_Description of the task:_
Reproduce the listing below line for line, without changing anything.

[Items listed in a dataset]
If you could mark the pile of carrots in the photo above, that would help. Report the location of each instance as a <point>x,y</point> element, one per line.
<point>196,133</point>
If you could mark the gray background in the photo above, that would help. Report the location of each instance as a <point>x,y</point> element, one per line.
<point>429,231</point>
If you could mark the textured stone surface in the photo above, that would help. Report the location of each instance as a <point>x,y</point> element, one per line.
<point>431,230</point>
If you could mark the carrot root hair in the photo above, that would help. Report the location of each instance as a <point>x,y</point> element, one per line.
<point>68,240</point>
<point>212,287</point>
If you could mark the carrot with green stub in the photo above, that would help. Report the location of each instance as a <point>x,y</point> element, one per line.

_Answer below:_
If you could mark the pile of carrots in the photo above, that would help. Report the location of each instance as a <point>x,y</point> element, one per line.
<point>196,133</point>
If you could mark the gray background in the photo above, that would help. Report the location of each instance as a <point>x,y</point> element, one per line.
<point>429,231</point>
If you could mark the textured stone surface in the photo above, that would help. Report the location of each instance as a <point>x,y</point> element, one per line.
<point>431,230</point>
If you could mark the carrot root hair in the photo above, that would help. Report the location of each instance as a <point>x,y</point> element, one per line.
<point>68,240</point>
<point>212,287</point>
If you could mark the carrot with green stub in the photo above, that would help. Report the location of each instance as a <point>x,y</point> element, one per line.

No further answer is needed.